Data to process:
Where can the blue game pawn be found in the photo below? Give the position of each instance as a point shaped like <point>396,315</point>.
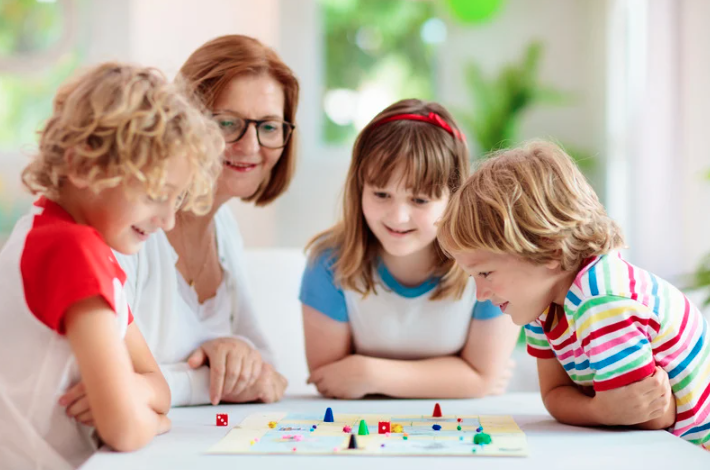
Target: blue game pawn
<point>328,416</point>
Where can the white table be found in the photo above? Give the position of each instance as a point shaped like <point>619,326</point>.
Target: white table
<point>552,445</point>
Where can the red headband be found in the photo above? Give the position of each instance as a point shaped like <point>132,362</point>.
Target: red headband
<point>432,118</point>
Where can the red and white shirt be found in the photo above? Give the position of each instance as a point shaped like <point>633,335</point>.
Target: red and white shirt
<point>48,264</point>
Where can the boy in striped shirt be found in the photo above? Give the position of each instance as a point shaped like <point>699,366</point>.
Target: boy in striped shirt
<point>615,345</point>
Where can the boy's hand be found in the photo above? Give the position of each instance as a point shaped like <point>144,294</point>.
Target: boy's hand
<point>268,388</point>
<point>348,378</point>
<point>640,402</point>
<point>234,366</point>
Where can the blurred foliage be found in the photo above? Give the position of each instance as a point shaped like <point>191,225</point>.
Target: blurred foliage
<point>701,278</point>
<point>376,41</point>
<point>28,27</point>
<point>474,11</point>
<point>500,103</point>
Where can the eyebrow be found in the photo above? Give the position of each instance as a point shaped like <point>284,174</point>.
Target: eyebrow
<point>229,111</point>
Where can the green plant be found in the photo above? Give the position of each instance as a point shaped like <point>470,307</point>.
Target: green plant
<point>701,278</point>
<point>500,103</point>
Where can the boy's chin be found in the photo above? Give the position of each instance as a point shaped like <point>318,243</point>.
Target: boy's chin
<point>128,249</point>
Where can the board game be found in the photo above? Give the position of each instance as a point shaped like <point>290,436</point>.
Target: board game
<point>374,434</point>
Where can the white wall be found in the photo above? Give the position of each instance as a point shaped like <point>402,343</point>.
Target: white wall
<point>694,124</point>
<point>573,33</point>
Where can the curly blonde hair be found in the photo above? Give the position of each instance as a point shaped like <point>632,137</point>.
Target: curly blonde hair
<point>531,201</point>
<point>119,121</point>
<point>434,163</point>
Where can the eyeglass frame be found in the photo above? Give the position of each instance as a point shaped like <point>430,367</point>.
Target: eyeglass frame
<point>257,122</point>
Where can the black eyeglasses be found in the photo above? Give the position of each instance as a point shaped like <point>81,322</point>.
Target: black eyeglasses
<point>271,133</point>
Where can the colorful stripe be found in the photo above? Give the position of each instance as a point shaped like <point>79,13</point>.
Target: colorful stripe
<point>619,323</point>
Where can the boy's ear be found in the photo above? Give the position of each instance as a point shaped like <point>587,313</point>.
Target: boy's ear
<point>76,179</point>
<point>552,265</point>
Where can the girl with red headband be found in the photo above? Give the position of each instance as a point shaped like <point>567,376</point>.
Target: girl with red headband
<point>384,310</point>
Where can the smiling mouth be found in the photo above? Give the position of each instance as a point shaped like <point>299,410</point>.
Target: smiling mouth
<point>140,232</point>
<point>240,166</point>
<point>399,232</point>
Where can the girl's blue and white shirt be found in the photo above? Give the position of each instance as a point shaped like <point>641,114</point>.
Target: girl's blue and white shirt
<point>396,322</point>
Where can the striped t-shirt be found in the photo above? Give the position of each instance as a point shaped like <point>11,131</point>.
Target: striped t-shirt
<point>620,322</point>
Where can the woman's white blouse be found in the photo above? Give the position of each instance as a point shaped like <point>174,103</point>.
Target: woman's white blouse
<point>174,324</point>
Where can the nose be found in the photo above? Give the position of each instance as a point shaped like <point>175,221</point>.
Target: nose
<point>482,292</point>
<point>165,219</point>
<point>249,143</point>
<point>400,213</point>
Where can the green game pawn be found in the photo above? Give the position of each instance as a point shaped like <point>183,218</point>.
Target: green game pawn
<point>362,430</point>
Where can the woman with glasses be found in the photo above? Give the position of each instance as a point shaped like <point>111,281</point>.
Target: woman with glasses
<point>188,287</point>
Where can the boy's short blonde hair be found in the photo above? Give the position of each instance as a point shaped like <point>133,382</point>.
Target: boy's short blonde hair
<point>120,121</point>
<point>531,201</point>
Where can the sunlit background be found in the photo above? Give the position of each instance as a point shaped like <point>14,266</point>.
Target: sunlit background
<point>624,85</point>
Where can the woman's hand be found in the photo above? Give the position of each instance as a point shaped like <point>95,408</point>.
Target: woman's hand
<point>234,366</point>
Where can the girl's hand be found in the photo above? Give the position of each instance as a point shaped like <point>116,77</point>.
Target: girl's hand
<point>234,366</point>
<point>640,402</point>
<point>348,378</point>
<point>77,404</point>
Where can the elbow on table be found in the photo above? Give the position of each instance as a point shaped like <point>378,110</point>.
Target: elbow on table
<point>129,433</point>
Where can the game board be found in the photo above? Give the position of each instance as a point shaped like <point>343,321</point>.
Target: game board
<point>306,433</point>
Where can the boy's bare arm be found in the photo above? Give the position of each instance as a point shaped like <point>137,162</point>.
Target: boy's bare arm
<point>120,403</point>
<point>635,404</point>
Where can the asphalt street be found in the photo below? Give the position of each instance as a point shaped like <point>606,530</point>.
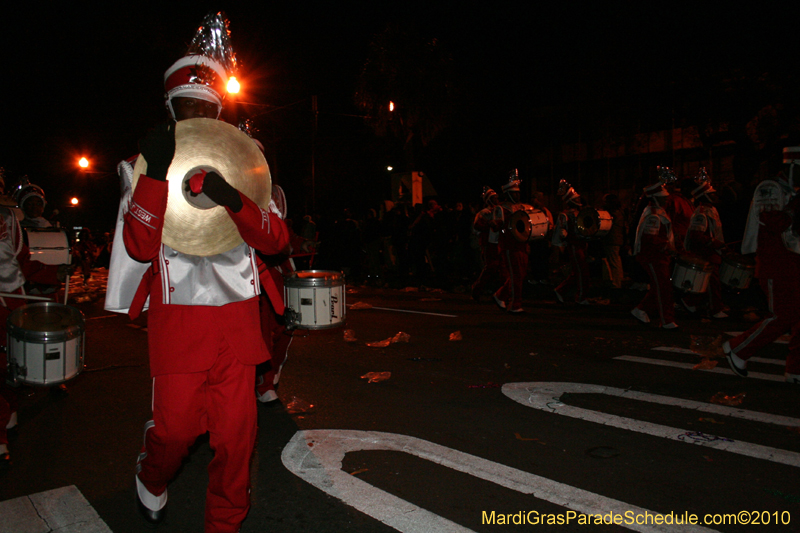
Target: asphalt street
<point>568,411</point>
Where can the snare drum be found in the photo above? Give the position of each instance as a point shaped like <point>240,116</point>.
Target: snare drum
<point>529,224</point>
<point>736,271</point>
<point>316,299</point>
<point>592,223</point>
<point>45,343</point>
<point>691,274</point>
<point>48,245</point>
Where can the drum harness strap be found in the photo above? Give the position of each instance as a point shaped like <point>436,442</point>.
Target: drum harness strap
<point>16,239</point>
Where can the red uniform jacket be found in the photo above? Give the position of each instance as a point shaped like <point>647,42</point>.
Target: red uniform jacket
<point>188,338</point>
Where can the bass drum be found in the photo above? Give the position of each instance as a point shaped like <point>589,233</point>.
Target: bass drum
<point>48,245</point>
<point>736,271</point>
<point>314,299</point>
<point>529,224</point>
<point>591,223</point>
<point>45,343</point>
<point>691,274</point>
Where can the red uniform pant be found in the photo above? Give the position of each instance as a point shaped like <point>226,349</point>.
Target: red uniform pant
<point>277,340</point>
<point>8,399</point>
<point>220,401</point>
<point>491,267</point>
<point>713,296</point>
<point>783,297</point>
<point>514,268</point>
<point>658,302</point>
<point>579,274</point>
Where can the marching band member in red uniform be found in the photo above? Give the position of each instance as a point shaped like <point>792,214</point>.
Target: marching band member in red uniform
<point>565,235</point>
<point>769,234</point>
<point>204,334</point>
<point>514,253</point>
<point>488,231</point>
<point>273,328</point>
<point>653,247</point>
<point>705,240</point>
<point>680,210</point>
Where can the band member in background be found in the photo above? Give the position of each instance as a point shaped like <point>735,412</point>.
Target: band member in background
<point>770,235</point>
<point>705,240</point>
<point>31,200</point>
<point>513,253</point>
<point>614,239</point>
<point>204,334</point>
<point>272,269</point>
<point>488,231</point>
<point>539,256</point>
<point>16,268</point>
<point>566,236</point>
<point>653,248</point>
<point>680,209</point>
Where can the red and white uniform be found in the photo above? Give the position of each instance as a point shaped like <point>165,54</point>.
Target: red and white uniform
<point>513,259</point>
<point>16,268</point>
<point>705,240</point>
<point>576,247</point>
<point>489,240</point>
<point>778,273</point>
<point>679,210</point>
<point>204,340</point>
<point>652,248</point>
<point>273,268</point>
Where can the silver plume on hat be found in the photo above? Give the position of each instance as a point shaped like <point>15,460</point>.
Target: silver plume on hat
<point>213,40</point>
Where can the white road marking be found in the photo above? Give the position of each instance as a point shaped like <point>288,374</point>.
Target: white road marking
<point>717,370</point>
<point>783,339</point>
<point>103,316</point>
<point>316,457</point>
<point>753,359</point>
<point>63,509</point>
<point>410,311</point>
<point>546,397</point>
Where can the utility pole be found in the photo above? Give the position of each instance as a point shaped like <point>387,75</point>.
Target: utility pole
<point>315,110</point>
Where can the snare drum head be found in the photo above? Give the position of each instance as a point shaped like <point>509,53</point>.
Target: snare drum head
<point>46,318</point>
<point>693,262</point>
<point>739,261</point>
<point>314,278</point>
<point>587,221</point>
<point>47,245</point>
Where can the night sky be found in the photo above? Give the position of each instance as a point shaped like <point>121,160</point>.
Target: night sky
<point>89,82</point>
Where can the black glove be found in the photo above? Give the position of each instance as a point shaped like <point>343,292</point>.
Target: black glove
<point>158,149</point>
<point>216,188</point>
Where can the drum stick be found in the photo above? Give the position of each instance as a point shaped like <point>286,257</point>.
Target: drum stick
<point>66,289</point>
<point>23,296</point>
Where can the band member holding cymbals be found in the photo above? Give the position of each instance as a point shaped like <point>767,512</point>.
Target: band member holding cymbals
<point>653,248</point>
<point>513,253</point>
<point>770,234</point>
<point>204,334</point>
<point>566,236</point>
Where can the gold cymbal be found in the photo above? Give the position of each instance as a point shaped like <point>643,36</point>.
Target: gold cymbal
<point>198,226</point>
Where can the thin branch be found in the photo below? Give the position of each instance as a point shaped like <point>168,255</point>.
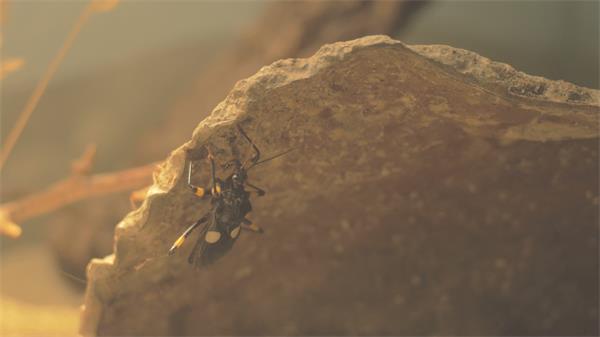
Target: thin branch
<point>32,102</point>
<point>78,186</point>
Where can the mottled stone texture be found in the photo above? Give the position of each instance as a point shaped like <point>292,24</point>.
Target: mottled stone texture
<point>420,199</point>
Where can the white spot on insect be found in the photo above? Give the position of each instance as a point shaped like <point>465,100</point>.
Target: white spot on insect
<point>212,236</point>
<point>235,232</point>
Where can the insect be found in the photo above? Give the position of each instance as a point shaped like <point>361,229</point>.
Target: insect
<point>230,203</point>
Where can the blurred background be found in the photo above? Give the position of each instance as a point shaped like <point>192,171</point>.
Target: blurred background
<point>141,75</point>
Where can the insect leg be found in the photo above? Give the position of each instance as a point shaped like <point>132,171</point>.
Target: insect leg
<point>256,155</point>
<point>259,190</point>
<point>215,186</point>
<point>185,234</point>
<point>249,225</point>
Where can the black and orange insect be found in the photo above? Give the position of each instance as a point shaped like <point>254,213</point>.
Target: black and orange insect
<point>230,205</point>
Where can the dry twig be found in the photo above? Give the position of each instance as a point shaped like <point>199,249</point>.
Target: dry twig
<point>95,6</point>
<point>77,187</point>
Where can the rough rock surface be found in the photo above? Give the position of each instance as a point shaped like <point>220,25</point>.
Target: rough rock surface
<point>424,197</point>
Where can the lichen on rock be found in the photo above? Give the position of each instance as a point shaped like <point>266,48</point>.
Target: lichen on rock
<point>423,196</point>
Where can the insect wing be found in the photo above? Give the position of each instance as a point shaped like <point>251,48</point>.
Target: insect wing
<point>212,244</point>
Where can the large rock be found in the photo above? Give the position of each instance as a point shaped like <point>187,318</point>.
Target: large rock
<point>431,191</point>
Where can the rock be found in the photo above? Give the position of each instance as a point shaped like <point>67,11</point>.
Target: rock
<point>423,197</point>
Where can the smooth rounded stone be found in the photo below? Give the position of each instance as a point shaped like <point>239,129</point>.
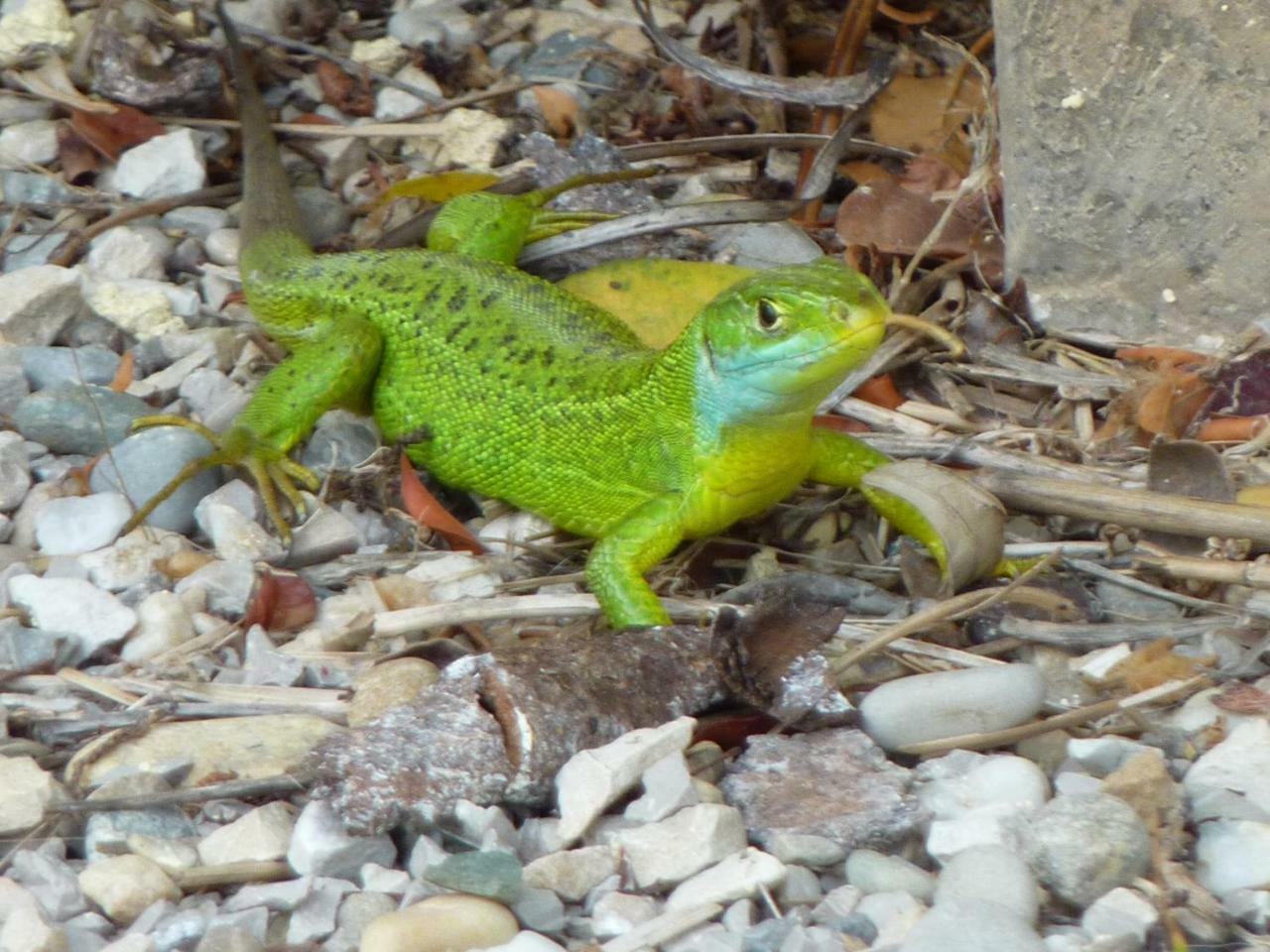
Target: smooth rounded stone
<point>26,792</point>
<point>1084,846</point>
<point>195,220</point>
<point>320,846</point>
<point>386,685</point>
<point>490,874</point>
<point>145,461</point>
<point>107,833</point>
<point>1239,763</point>
<point>76,525</point>
<point>75,608</point>
<point>36,303</point>
<point>1232,855</point>
<point>125,887</point>
<point>992,874</point>
<point>971,925</point>
<point>949,703</point>
<point>451,923</point>
<point>574,873</point>
<point>51,366</point>
<point>77,417</point>
<point>259,835</point>
<point>961,780</point>
<point>870,871</point>
<point>737,876</point>
<point>1118,914</point>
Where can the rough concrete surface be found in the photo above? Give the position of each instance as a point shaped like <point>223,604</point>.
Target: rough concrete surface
<point>1135,151</point>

Objective:
Write out exactly the lines of the entries above that run from the line containing "Where can the rough concrete" through the last line, including both.

Answer to this task:
Where can the rough concrete surface be found in the photo above? Give the position of each instance as a point shaped like <point>223,604</point>.
Target: rough concrete surface
<point>1135,151</point>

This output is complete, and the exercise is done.